begin Provided passage

Add SQL rendering logic for custom granularities #1408

courtneyholcomb · 2024-09-18T20:49:00Z

Render SQL for custom granularities.
The JoinToCustomGranularityNode will build a time spine dataset and LEFT OUTER JOIN it to the parent dataset, without a subquery. This is done by joining the time spine table directly, instead of creating a subquery that selects from the time spine table and then joins. That makes this the first node that does not create its own subquery. This join should be safe to do without a subquery since it is always a LEFT OUTER JOIN, ensuring the number of rows will not be changed by the join, making it relatively safe for optimizers to handle.
This behavior was discussed with @tlento and agreed upon in order to ensure optimization and readability.

end Provided passage

Stated exercise 1:
Answer these questions about the custom granularities pull request:
(a) What kind of join does the JoinToCustomGranularityNode use to attach the time spine dataset to the parent dataset?
(b) What makes this node the first of its kind?
(c) Who was this behavior discussed and agreed upon with?

begin Data section

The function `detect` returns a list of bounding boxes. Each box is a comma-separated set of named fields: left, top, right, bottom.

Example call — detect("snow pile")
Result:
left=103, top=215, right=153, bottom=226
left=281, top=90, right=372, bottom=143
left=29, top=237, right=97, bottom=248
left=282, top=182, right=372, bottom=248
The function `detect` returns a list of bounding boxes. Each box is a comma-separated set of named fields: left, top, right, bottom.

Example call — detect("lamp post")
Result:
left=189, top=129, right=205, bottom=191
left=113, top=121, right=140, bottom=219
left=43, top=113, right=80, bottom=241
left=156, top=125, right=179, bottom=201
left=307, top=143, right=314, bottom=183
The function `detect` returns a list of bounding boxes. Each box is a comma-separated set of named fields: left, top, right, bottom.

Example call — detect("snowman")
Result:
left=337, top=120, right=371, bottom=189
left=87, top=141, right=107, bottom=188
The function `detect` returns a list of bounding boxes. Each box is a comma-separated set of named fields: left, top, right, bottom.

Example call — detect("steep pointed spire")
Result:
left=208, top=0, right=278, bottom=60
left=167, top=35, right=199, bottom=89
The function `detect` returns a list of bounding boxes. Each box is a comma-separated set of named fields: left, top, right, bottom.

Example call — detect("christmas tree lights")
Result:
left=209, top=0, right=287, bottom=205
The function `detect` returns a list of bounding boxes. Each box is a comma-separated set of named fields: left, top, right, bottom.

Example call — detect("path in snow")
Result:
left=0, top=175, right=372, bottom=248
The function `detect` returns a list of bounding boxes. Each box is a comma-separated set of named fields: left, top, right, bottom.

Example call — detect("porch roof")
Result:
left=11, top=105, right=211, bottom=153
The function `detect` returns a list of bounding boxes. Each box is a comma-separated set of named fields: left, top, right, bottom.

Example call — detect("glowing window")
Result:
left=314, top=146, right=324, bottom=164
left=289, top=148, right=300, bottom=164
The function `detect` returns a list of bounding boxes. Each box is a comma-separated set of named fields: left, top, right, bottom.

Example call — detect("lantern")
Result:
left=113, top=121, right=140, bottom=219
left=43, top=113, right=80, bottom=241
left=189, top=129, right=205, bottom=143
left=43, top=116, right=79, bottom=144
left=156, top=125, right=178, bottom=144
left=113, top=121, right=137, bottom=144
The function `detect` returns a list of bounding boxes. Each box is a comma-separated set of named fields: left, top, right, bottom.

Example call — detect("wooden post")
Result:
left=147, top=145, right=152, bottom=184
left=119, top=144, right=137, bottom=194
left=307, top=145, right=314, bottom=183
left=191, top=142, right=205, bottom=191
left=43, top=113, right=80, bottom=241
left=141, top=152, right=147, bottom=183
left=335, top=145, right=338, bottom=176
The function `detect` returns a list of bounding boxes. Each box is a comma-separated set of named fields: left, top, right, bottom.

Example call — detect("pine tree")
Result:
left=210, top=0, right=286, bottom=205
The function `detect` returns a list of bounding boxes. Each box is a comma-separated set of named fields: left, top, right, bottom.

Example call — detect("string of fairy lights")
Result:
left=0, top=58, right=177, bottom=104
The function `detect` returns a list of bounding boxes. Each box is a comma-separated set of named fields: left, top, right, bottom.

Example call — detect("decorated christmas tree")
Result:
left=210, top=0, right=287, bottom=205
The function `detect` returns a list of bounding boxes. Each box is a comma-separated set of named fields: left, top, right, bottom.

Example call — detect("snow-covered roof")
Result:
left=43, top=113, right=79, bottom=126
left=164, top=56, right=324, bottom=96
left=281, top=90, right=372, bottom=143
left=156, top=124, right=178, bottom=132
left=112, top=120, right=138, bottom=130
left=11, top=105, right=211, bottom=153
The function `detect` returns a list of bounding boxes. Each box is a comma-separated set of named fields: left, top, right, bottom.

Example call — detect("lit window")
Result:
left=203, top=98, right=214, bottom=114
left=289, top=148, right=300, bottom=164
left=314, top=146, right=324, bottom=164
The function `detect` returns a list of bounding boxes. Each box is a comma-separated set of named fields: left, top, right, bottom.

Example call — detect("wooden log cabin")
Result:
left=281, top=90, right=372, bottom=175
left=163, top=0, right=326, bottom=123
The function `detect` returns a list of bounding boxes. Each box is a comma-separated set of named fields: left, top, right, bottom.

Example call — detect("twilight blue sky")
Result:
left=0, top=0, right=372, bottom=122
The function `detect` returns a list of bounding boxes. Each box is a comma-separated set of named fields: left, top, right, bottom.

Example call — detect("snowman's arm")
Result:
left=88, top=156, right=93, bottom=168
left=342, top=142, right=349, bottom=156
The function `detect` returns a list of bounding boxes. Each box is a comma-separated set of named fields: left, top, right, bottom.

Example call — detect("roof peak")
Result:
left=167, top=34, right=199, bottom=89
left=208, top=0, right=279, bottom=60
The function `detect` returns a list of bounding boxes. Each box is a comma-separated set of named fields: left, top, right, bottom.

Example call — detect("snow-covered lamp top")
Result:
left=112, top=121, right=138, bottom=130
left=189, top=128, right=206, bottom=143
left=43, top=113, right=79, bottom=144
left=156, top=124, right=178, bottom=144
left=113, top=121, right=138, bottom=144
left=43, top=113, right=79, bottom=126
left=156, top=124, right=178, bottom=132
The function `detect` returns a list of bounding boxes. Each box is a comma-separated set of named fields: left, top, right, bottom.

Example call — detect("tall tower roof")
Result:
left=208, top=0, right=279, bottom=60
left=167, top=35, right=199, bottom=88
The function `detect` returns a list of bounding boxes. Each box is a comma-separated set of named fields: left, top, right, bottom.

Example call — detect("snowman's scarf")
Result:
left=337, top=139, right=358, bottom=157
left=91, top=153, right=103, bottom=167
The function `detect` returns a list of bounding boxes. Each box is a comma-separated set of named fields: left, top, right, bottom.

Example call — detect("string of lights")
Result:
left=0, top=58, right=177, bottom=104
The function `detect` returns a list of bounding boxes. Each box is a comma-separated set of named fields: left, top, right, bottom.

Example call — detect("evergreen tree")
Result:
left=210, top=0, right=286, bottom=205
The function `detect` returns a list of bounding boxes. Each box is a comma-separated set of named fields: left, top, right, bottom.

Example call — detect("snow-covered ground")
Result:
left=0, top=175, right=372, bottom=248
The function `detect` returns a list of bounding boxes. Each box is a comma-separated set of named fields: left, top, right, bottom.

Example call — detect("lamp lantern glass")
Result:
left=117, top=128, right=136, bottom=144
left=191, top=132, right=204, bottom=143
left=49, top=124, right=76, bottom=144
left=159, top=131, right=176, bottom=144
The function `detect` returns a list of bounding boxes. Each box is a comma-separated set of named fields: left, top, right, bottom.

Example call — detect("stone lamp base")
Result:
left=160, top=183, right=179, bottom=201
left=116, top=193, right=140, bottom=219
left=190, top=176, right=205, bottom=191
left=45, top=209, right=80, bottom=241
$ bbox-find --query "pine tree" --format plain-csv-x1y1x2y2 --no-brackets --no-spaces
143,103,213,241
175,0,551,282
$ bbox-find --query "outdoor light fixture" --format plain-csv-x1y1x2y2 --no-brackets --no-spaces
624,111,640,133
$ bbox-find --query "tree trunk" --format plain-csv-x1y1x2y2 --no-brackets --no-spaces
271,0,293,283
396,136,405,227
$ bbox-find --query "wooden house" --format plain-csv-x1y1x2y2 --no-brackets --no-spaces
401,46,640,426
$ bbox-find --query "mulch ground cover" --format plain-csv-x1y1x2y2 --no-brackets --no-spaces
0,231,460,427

end Data section

Stated exercise 2: In the recorded data, can you give the lines from the first line up to and including the line with "left=282, top=182, right=372, bottom=248" as a JSON list of strings, one string per line, with blank lines left out?

Finished answer 1:
(a) A LEFT OUTER JOIN.
(b) It is the first node that does not create its own subquery.
(c) @tlento.

Finished answer 2:
[
  "The function `detect` returns a list of bounding boxes. Each box is a comma-separated set of named fields: left, top, right, bottom.",
  "Example call — detect(\"snow pile\")",
  "Result:",
  "left=103, top=215, right=153, bottom=226",
  "left=281, top=90, right=372, bottom=143",
  "left=29, top=237, right=97, bottom=248",
  "left=282, top=182, right=372, bottom=248"
]